§ Отрывок из текста
-----

А в театр ТНП на мое выступление мы еле пробились с Галей скозь толпищу, еле сдерживаемую конными полицейскими, где меня ждал, чтобы сам читать мои стихи, не кто-нибудь, а главный режиссер этого театра Жан Вилар, растерявшийся, как он мне сам сознался, первый раз в жизни перед спектаклем из-за того, что происходило вокруг театра. Он напугал меня сначала, предупредив: «Я буду в вашей тени месье Евтушенко». Действительно, он читал почти, что называется, без выражения, строго, почти без движения по сцене в отличие от летавшего по ней из стороны в сторону Терциева. У Жана Вилара главным исполнителем-красавцем был не он сам, а его поразительно благородный французский со столькими неповторимыми интонациями и нюансами. А после нашего концерта Жан Вилар развел руками: «Вы покорили Париж, а это город, объевшийся искусством». После концерта меня поздравили Макс Эрнст, принесший мне подарок от своего друга Жоржа Брака, который послал мне, будучи смертельно больным, в постели написанный им рисунок, а также писатели Алан Боске и Арман Лану. А вот появившиеся перед концертом в толпе Арагон с Триоле (судя по газетам) ошарашенно попятились обратно в такси, видя, что творится, и французский классик-коммунист высокомерно бросил репортеру: «На последний мой вечер пришло всего человек сто, но это были лучшие умы Франции».

Позвонивший мне в Париж Буцериус сообщил об успехе публикации в ФРГ, но добавил, что некоторые самые правые христианские демократы, его коллеги по партии все-таки покритиковали его за публикацию, с их точки зрения, коммунистической пропаганды, а вот в ГДР меня одновременно раскритиковали за недостаточную коммунистичность. Я только смеялся.

Главным для меня всегда были и остаются посейчас глаза в залах, где я читаю стихи. На большом приеме в мою честь посол Виноградов сказал, обнимая меня в присутствии многих иностранных послов во Франции:

– Если бы от меня это зависело, я бы дал вам Золотую Звезду Героя за эту поездку. Вы сделали столько для нашей Родины. Вы ведь тоже ее посол.

Честно говоря, я заплакал тогда, как юный создатель колокола в фильме Тарковского, счастливый, но, может быть, подсознательно предчувствуя, что его потом отбросят сапогом на обочину.

18. Есть ли еще кто-нибудь из русских?

-----

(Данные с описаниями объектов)
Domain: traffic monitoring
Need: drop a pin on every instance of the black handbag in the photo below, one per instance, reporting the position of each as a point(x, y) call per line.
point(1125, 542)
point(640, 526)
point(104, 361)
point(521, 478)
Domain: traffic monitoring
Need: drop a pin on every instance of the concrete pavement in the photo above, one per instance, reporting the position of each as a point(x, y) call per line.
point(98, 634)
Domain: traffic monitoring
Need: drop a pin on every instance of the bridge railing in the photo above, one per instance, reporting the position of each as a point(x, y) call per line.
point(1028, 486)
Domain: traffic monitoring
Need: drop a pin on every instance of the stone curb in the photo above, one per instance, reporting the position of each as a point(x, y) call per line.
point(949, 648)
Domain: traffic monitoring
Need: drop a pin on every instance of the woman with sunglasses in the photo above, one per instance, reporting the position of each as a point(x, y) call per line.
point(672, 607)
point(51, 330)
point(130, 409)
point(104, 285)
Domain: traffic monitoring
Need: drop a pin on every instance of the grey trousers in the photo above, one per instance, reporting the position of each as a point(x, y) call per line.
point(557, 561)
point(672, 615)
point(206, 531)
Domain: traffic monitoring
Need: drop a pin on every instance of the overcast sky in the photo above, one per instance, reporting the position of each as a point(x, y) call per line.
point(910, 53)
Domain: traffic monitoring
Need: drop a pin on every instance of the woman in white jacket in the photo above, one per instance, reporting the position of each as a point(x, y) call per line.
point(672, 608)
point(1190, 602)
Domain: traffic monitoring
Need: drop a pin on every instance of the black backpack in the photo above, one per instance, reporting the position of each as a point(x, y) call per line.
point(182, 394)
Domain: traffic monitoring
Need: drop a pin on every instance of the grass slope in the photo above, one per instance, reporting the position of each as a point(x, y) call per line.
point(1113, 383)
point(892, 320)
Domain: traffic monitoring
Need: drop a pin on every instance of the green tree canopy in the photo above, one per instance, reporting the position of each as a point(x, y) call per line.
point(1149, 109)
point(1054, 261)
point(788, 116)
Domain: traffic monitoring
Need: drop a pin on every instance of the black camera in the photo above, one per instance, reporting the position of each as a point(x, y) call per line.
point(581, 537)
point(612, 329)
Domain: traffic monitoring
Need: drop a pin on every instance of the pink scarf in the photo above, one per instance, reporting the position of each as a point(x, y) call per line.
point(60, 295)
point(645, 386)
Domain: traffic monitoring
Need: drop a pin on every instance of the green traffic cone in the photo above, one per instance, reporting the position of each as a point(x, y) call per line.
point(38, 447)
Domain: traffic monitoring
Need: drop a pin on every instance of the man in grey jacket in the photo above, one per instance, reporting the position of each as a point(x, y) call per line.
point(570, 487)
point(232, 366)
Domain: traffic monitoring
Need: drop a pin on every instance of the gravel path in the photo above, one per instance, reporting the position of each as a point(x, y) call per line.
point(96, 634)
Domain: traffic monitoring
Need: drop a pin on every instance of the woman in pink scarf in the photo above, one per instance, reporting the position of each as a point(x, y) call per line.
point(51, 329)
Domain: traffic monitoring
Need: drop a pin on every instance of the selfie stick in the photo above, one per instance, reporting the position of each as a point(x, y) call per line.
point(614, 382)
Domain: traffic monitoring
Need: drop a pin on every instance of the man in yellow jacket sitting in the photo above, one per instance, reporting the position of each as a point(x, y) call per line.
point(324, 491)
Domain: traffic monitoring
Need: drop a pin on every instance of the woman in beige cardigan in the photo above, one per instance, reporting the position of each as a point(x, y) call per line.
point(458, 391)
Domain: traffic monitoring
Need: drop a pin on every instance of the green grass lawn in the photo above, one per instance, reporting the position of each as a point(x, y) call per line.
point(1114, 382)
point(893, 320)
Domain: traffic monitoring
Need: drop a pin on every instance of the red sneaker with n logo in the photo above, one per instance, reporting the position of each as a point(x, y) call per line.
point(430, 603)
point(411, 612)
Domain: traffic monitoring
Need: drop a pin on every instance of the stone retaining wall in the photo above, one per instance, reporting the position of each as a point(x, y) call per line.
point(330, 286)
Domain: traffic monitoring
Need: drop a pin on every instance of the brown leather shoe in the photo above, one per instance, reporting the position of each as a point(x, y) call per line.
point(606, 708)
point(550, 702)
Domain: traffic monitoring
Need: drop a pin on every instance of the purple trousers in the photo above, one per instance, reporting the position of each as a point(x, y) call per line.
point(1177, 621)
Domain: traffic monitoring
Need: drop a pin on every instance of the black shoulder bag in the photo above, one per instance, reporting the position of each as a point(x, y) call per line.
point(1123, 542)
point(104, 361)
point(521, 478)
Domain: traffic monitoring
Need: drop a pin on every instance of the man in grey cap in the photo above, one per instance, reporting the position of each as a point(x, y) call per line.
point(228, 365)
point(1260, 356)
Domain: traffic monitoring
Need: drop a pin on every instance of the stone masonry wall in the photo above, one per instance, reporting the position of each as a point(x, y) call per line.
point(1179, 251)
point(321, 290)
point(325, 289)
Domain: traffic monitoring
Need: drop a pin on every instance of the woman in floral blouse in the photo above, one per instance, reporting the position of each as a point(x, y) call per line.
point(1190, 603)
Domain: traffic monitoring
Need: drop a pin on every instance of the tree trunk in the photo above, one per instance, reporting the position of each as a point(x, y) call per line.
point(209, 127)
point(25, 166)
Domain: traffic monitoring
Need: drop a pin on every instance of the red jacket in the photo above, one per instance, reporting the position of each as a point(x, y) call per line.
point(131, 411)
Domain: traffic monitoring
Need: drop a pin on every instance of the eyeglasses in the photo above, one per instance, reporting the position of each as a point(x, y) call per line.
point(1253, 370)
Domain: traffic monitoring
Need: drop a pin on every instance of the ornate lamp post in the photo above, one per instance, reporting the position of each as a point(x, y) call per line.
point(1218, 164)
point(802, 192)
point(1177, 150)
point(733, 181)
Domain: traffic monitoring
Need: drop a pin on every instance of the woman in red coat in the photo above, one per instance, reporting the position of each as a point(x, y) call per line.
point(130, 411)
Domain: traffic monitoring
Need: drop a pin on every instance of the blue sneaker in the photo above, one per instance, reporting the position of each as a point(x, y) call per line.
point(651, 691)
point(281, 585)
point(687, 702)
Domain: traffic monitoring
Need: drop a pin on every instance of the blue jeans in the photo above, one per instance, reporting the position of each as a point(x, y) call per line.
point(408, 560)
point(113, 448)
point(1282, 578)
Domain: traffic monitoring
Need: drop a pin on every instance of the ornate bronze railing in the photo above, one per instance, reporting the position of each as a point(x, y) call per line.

-----

Кто, согласно отрывку о выступлении в театре ТНП, ждал рассказчика, чтобы самому читать его стихи? Данные для этого задания не понадобятся.

Главный режиссер театра ТНП Жан Вилар.